GIVEN DATA ->
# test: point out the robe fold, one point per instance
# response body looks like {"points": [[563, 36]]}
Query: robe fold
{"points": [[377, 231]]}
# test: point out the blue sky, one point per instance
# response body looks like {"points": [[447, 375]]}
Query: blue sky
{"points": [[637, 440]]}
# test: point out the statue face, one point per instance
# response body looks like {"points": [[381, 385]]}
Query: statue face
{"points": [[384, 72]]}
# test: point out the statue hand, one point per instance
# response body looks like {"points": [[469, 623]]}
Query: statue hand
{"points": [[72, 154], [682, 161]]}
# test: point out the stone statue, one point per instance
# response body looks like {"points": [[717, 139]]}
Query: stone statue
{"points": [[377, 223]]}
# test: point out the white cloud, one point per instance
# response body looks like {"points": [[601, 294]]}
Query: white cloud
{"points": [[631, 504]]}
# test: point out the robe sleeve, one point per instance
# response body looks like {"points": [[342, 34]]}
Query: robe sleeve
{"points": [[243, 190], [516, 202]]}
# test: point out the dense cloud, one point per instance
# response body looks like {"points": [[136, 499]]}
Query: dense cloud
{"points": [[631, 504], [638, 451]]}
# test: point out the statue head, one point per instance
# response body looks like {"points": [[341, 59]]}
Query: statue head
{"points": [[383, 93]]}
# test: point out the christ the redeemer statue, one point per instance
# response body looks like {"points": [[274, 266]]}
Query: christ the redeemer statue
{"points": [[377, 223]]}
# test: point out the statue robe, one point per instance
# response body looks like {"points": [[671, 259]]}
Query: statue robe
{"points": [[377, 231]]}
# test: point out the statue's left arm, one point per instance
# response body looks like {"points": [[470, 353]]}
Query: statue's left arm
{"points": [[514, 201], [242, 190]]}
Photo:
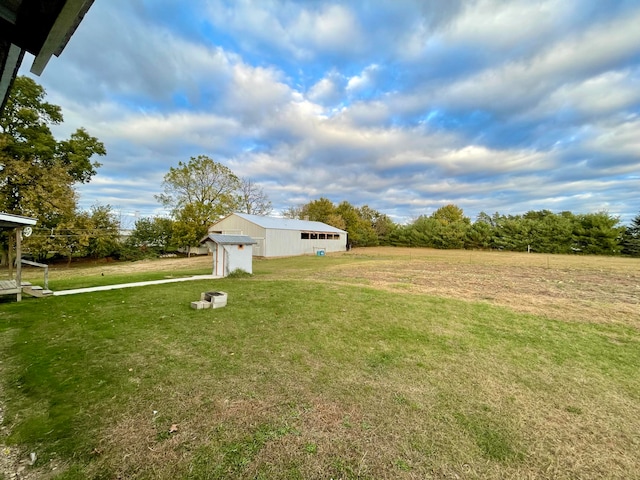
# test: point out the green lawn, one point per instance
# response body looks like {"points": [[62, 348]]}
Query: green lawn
{"points": [[298, 378]]}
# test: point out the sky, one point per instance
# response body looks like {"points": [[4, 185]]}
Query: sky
{"points": [[401, 105]]}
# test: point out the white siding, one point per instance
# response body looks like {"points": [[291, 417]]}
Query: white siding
{"points": [[274, 242]]}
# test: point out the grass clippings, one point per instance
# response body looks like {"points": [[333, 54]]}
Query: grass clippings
{"points": [[322, 368]]}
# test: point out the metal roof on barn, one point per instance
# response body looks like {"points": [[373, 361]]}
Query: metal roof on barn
{"points": [[289, 224], [223, 239]]}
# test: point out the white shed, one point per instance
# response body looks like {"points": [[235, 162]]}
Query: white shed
{"points": [[283, 237], [230, 253]]}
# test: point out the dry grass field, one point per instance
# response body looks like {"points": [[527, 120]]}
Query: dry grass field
{"points": [[569, 287], [374, 363]]}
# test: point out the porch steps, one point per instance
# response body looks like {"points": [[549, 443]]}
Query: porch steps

THE REQUEST -> Copy the records word for word, leaving no picture in the copy.

RESPONSE TO THE EXERCISE ->
# test: point out the robe fold, one point per instance
# response body looks like {"points": [[563, 36]]}
Query: robe fold
{"points": [[377, 231]]}
# test: point out the blue sky, one point per instance
# response body looks like {"points": [[447, 375]]}
Query: blue sky
{"points": [[637, 440]]}
# test: point out the statue face, one point per instance
# response body looks like {"points": [[381, 385]]}
Query: statue face
{"points": [[384, 72]]}
# test: point out the statue hand, one point per instance
# response body looks like {"points": [[469, 623]]}
Query: statue hand
{"points": [[72, 154], [682, 161]]}
# test: point out the stone statue, one point per instance
# response body looks like {"points": [[717, 139]]}
Query: stone statue
{"points": [[377, 223]]}
# test: point out the white cloud, one point per instance
# response body looks like {"points": [[601, 294]]}
Query: white cloud
{"points": [[631, 504]]}
# test: point out the robe sleeve, one point per instance
# response body looks like {"points": [[342, 34]]}
Query: robe sleeve
{"points": [[243, 190], [516, 202]]}
# test: point out the dense cloud, one point per instance
# response body looks like {"points": [[136, 499]]}
Query: dense cloud
{"points": [[631, 504], [638, 451]]}
# test: point out the statue head, one point per instance
# response body looks like {"points": [[341, 59]]}
Query: statue head
{"points": [[383, 93]]}
# test: point out the christ the redeemer statue, one point per instance
# response body looks like {"points": [[274, 266]]}
Query: christ the redeemer statue
{"points": [[377, 223]]}
# test: point out the statue robe, one point per instance
# response body looks like {"points": [[671, 259]]}
Query: statue robe
{"points": [[377, 231]]}
# test: point out the statue's left arm, one point per instance
# response body looks like {"points": [[470, 353]]}
Query: statue's left arm
{"points": [[514, 201], [242, 190]]}
Photo:
# test: point out the green lawn, one point per instance
# response body looks like {"points": [[62, 348]]}
Query: green lawn
{"points": [[298, 378]]}
# test: point out the sky, one point per instance
# response body looks like {"points": [[4, 185]]}
Query: sky
{"points": [[401, 105]]}
# test: point out the white siding, one point per instance
# response body looks like {"points": [[291, 417]]}
Query: white siding
{"points": [[274, 242]]}
# test: point out the grass clippings, one point per instance
# response body looks like {"points": [[333, 54]]}
Query: grass clippings
{"points": [[322, 368]]}
# test: point out the metal roof on barn, one point per instance
# response body looks like {"points": [[373, 361]]}
Query: metal roof on barn
{"points": [[289, 224], [223, 239]]}
# test: point out the white shed, one point per instance
# response body looks like {"points": [[235, 162]]}
Query: white shed
{"points": [[283, 237], [230, 253]]}
# test: point out the dry grass field, one point per instance
# response body looks like {"points": [[527, 120]]}
Query: dry grass field
{"points": [[569, 287], [374, 363]]}
# test: point out the porch steps, one point per instance
# response body looks like {"points": [[549, 443]]}
Query: porch steps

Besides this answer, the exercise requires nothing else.